**DESCRIPTION OF THE TASK**
Your response should give back each record exactly, word for word.

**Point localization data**
------------------------------------------------
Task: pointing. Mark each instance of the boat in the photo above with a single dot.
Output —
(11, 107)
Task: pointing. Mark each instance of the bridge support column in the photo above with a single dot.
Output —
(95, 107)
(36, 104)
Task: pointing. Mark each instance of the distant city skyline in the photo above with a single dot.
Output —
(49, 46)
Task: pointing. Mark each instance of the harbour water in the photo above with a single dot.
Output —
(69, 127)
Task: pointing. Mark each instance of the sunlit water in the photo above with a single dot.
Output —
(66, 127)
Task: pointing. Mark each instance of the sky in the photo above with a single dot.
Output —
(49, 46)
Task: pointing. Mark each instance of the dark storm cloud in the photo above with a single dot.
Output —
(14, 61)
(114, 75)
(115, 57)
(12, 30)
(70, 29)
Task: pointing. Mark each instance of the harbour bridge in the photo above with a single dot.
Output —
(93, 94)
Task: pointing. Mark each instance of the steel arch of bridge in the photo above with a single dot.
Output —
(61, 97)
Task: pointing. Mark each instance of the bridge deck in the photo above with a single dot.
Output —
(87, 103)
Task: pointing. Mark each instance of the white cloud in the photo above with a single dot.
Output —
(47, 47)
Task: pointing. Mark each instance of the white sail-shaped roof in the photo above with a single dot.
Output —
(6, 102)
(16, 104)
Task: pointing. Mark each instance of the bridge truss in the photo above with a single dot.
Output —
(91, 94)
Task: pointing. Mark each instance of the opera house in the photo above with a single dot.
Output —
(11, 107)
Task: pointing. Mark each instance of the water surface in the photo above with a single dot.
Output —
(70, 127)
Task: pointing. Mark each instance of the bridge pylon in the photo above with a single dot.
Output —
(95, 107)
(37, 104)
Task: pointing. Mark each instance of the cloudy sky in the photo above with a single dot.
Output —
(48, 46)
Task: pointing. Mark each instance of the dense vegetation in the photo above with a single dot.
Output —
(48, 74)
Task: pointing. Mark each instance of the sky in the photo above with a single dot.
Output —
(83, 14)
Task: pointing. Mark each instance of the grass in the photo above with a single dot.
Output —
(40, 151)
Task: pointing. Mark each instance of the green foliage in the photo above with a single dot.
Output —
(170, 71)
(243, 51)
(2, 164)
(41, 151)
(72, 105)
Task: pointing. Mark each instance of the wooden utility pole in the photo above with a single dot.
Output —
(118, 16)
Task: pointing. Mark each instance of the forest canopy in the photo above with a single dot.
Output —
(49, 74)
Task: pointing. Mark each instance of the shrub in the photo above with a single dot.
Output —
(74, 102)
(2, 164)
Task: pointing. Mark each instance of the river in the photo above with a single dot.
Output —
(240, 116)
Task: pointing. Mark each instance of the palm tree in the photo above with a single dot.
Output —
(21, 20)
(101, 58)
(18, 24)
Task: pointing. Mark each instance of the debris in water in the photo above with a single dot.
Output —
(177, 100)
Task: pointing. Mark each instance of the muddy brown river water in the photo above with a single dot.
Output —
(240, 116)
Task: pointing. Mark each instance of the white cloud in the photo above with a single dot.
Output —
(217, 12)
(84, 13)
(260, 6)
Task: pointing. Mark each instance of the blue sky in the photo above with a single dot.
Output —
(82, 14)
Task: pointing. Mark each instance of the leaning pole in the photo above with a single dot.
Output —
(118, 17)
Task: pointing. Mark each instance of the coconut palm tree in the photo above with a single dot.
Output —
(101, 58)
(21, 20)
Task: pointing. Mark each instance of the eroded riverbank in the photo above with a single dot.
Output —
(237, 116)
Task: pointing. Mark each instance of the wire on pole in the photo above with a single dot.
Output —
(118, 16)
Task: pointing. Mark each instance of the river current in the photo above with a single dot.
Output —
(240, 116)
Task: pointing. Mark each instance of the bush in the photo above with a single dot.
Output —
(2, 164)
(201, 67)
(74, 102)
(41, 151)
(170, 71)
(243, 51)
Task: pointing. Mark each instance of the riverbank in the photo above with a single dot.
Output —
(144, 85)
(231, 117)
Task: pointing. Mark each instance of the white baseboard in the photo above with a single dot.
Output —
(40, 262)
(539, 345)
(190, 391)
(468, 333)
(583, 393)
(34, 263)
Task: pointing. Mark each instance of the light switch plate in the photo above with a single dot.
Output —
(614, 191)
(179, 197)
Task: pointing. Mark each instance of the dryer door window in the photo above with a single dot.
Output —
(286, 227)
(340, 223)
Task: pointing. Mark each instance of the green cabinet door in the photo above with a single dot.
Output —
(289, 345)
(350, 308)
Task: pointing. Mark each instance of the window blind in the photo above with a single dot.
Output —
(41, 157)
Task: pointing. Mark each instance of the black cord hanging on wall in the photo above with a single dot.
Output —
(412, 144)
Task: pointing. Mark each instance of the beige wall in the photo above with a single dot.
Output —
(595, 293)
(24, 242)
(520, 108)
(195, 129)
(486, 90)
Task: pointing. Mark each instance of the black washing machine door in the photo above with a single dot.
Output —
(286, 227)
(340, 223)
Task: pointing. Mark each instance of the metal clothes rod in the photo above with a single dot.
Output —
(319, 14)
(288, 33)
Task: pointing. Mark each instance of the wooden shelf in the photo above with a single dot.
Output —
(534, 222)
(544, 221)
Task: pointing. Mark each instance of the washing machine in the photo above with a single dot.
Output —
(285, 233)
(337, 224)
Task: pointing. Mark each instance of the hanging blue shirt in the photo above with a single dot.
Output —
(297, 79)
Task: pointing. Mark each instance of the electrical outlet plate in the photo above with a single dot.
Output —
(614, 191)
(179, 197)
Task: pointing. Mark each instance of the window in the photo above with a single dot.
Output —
------------------------------------------------
**RESULT BELOW**
Task: pointing. Mark each instance of the boat in the photo above with a single dot.
Output —
(11, 107)
Task: pointing. Mark each instance of the bridge support column in the photo above with a single dot.
Output —
(95, 107)
(36, 104)
Task: pointing. Mark each instance of the distant city skyline in the photo above with a single dot.
Output —
(49, 46)
Task: pointing. Mark each instance of the harbour water in the photo above with a single dot.
Output —
(69, 127)
Task: pointing. Mark each instance of the sunlit water in the photo above with a single dot.
Output —
(66, 127)
Task: pointing. Mark each instance of the sky in the photo above with a single dot.
Output —
(49, 46)
Task: pointing. Mark each instance of the dark storm cloud in the photo above with a single dot.
Output —
(14, 61)
(114, 75)
(115, 57)
(12, 30)
(70, 29)
Task: pointing. Mark each instance of the harbour bridge in the photo above with a single dot.
Output —
(93, 94)
Task: pointing. Mark each instance of the steel arch of bridge in the photo above with a single dot.
Output —
(61, 97)
Task: pointing. Mark each instance of the bridge deck in the photo above with a single dot.
Output —
(87, 103)
Task: pointing. Mark each instance of the white cloud in the photo above with a single dot.
Output —
(47, 47)
Task: pointing. Mark each instance of the white sail-shaped roof in the photo above with a single dot.
Output —
(6, 102)
(16, 104)
Task: pointing. Mark each instance of the bridge truss in the photo above with a single dot.
Output —
(91, 94)
Task: pointing. Mark each instance of the opera house in the photo above with a single dot.
Output —
(11, 107)
Task: pointing. Mark each instance of the water surface in the photo above with a single dot.
Output —
(70, 127)
Task: pointing. Mark each instance of the bridge pylon in the photo above with a single dot.
Output —
(95, 107)
(37, 104)
Task: pointing. Mark each instance of the cloudy sky in the photo above with a single dot.
Output —
(48, 46)
Task: pointing. Mark each instance of the dense vegetation in the photo above with a single dot.
Output —
(48, 74)
Task: pointing. Mark each instance of the sky in the photo above with a single dot.
Output —
(83, 14)
Task: pointing. Mark each instance of the grass in the photo above with a single dot.
Output —
(40, 151)
Task: pointing. Mark each instance of the green foliage in the photo above with a single dot.
Output —
(170, 71)
(243, 51)
(2, 164)
(41, 151)
(72, 105)
Task: pointing. Mark each instance of the wooden utility pole in the photo above with a single dot.
Output —
(118, 16)
Task: pointing. Mark each instance of the forest canopy in the photo above with a single dot.
Output —
(49, 74)
Task: pointing. Mark each instance of the shrub in the photo above with a single dot.
Output —
(74, 102)
(2, 164)
Task: pointing. Mark each instance of the river in the photo above with a single dot.
Output —
(240, 116)
Task: pointing. Mark each instance of the palm tree in the photo above with a single dot.
Output —
(21, 20)
(101, 58)
(18, 24)
Task: pointing. Mark each instance of the debris in water in the photo above with a single dot.
Output —
(177, 100)
Task: pointing. Mark each instance of the muddy brown river water in the photo above with a single dot.
Output —
(240, 116)
Task: pointing. Mark each instance of the white cloud in the photo above with a single dot.
Output —
(217, 12)
(84, 13)
(260, 6)
Task: pointing. Mark each instance of the blue sky in the photo above with a single dot.
Output —
(82, 14)
Task: pointing. Mark each instance of the leaning pole in the photo above with a single dot.
Output —
(118, 17)
Task: pointing. Mark each instance of the coconut palm tree in the photo above with a single dot.
Output —
(101, 58)
(21, 20)
Task: pointing. Mark each instance of the eroded riverbank in the photo above with a single dot.
Output —
(237, 116)
Task: pointing. Mark each instance of the wire on pole in the photo above with a single dot.
Output —
(118, 16)
Task: pointing. Mark each instance of the river current in the photo above with a single dot.
Output —
(240, 116)
Task: pointing. Mark each instance of the bush in the photo above with a single dot.
Output —
(2, 164)
(201, 67)
(74, 102)
(41, 151)
(170, 71)
(243, 51)
Task: pointing. Mark each instance of the riverbank in the photo above with a single dot.
Output —
(144, 85)
(231, 117)
Task: pointing. Mark each instance of the white baseboard in the photo above with a single dot.
Output —
(40, 262)
(539, 345)
(190, 391)
(468, 333)
(583, 393)
(34, 263)
Task: pointing. Mark each instance of the light switch plate in the photo above with a single dot.
Output —
(614, 191)
(179, 197)
Task: pointing. Mark each instance of the dryer door window in the photo above with a single dot.
Output —
(286, 227)
(340, 223)
Task: pointing. Mark each instance of the green cabinet door in the photo above with a single dot.
Output —
(289, 345)
(350, 308)
Task: pointing. Mark each instance of the window blind in the photo above with a single dot.
Output —
(41, 157)
Task: pointing. Mark each instance of the black cord hanging on wall in the photo above with a single dot.
Output —
(412, 144)
Task: pointing. Mark each instance of the beige wall in the photo above with a single dot.
Output —
(595, 293)
(24, 242)
(520, 108)
(195, 129)
(486, 90)
Task: pointing. Mark each instance of the black washing machine door in the photo above with a single dot.
Output —
(286, 227)
(340, 223)
Task: pointing. Mark each instance of the metal clothes rod in the photo above with a single dot.
Output —
(319, 14)
(288, 33)
Task: pointing. Mark each instance of the wooden shelf in the photo above with a single dot.
Output —
(534, 222)
(544, 221)
Task: pointing. Mark each instance of the washing machine in the photo above with a single dot.
Output —
(285, 233)
(337, 224)
Task: pointing. Mark each instance of the hanging blue shirt in the photo above with a single dot.
Output —
(297, 79)
Task: pointing. Mark each instance of the electrical outlet plate in the photo above with a single dot.
Output —
(614, 191)
(179, 197)
Task: pointing. Mark each instance of the window in the photo above with a single dot.
Output —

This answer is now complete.